Estratto |

- - - - - - -

E' un tema a me molto caro, se non altro perchè penso sia strettamente connesso al modo d'essere di ognuno di noi. Io entro in rapporto con l'altro solo se vedo che è in un buon rapporto con la sua volontà. Dici bene quando parli del nesso volontà-libertà. Il punto è che a volte c'è qualcosa che supera le mie volontà. Ma sto parlando per estremi, mi riferisco ad una vita completamente morta. Una vita del genere è deficiente di volontà. Per cui questo si può trasformare in parametro per il mio comportamento, per quello che io voglio e posso fare. Devo essere sincera: non sento il senso di colpa, o meglio, non lo reputo determinante. Sono fermamente convinta che tutto ciò che faccio, nel bene e nel male, è frutto della mia volontà. Ragion per cui non ha proprio senso avvertire un " senso" contrario alle mie scelte. Ogni qual volta sento il campanello d'allarme, la colpa che bussa,apro ma non vedo nessuno.Io sono quello che voglio e voglio la mia libertà. Dovessi cadere, soffrire da morire...ma impazzirei se non scoprissi cosa veramente voglio. Il punto è: dove può arrivare la mia volontà? Perchè in fin dei conti sono un essere finito. Non posso tutto. Capita a volte che la mia volontà superi la capacità del possibile. Lì mi fermo, perchè capisco che sto facendo del male a me stessa. Credo che qui subentri l'autostima. Credo che il bene che si vuole a se stessi debba intervenire proprio sul punto di rottura "voler-potere". A meno che uno non scelga di fare e di essere esteta. Ma io non ho scelto questo. Per cui, alla fine, ci posiamo sulla scelta. E' un discorso infinito questo :-). Forse ci tornerò su. Grazie per l'opportunità, ciao.

Francesco, Lucio ha detto...

E' un problema molto complesso quello della volontà, tant'è che io stesso, ora, a rileggermi, trovo delle cose inesatte ed altre da approfondire.

In ogni caso la volontà di cui parlo io non è la volontà cosciente, non è il "io decido di fare questo". Io per volontà intendo una spinta implicita che determina la nostra azione, che quindi non dipende dalla nostra coscienza. Può essere cosciente ma non dipende dalla coscienza. Forse, ora che ci penso, il termine scelta, per il mio modo di intendere la volontà non c'entra nulla. Forse gli è addirittura opposto.
(Ripeto, può essere sia cosciente che non cosciente, quindi non è la pulsione freudiana)

Io parlo di connettersi alla volontà: non di pensarla e di decidere in base a quella, non sto parlando di strategie di guerra.
Non si può vivere di sola ragione e pianificazione, la volontà va ben oltre la scelta. Va sposata e servita come un'amante, non letta e capita come un libro.

Il massimo compimento della volontà sarebbe l'abbandono ad essa e quindi l'annullamento dell'io e della coscienza.

A questo punto però si pone il problema se la volontà sia veramente di qualcuno o qualcosa, oppure se la questione non vada definita in tutt'altri termini che a quelli di attribuzione personale...

io ha detto...

- - - - - - -

Voci fornite |

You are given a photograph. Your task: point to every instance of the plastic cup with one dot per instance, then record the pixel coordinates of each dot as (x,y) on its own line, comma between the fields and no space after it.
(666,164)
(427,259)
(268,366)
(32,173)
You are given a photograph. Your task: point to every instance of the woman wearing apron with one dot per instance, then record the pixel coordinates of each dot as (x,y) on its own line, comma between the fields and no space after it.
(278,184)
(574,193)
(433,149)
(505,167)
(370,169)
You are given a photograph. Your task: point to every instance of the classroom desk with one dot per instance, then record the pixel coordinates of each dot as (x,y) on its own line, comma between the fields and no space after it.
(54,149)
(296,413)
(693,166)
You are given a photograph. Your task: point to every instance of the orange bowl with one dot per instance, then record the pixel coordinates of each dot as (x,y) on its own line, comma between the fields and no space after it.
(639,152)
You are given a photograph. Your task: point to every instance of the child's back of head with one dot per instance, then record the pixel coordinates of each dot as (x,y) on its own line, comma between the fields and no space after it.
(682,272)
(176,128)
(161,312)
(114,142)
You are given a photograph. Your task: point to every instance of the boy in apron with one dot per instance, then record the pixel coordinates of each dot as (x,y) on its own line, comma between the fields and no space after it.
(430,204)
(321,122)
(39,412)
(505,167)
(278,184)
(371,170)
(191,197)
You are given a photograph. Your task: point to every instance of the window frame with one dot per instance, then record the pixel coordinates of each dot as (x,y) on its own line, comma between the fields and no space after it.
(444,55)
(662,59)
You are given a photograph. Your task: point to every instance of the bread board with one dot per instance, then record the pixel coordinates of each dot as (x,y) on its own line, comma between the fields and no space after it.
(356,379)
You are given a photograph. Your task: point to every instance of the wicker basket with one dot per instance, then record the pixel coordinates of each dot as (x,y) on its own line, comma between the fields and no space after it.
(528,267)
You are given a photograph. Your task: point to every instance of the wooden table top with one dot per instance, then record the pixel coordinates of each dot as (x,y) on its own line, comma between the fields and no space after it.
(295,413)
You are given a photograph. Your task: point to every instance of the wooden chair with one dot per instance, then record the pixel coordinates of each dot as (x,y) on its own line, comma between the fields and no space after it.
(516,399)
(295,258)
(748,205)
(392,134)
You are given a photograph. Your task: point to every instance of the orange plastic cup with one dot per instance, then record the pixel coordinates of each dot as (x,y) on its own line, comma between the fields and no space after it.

- - - - - - -

Compiti da svolgere |
1. Nel brano sulla volontà, in che cosa consisterebbe il massimo compimento della volontà?
2. Trascrivi per favore dal brano sulla volontà il passo che comincia con "E' un problema" e prosegue fino a "la pulsione freudiana)".

Soluzioni dei compiti |
1. Nell'abbandono alla volontà e quindi nell'annullamento dell'io e della coscienza.

2.
E' un problema molto complesso quello della volontà, tant'è che io stesso, ora, a rileggermi, trovo delle cose inesatte ed altre da approfondire.

In ogni caso la volontà di cui parlo io non è la volontà cosciente, non è il "io decido di fare questo". Io per volontà intendo una spinta implicita che determina la nostra azione, che quindi non dipende dalla nostra coscienza. Può essere cosciente ma non dipende dalla coscienza. Forse, ora che ci penso, il termine scelta, per il mio modo di intendere la volontà non c'entra nulla. Forse gli è addirittura opposto.
(Ripeto, può essere sia cosciente che non cosciente, quindi non è la pulsione freudiana)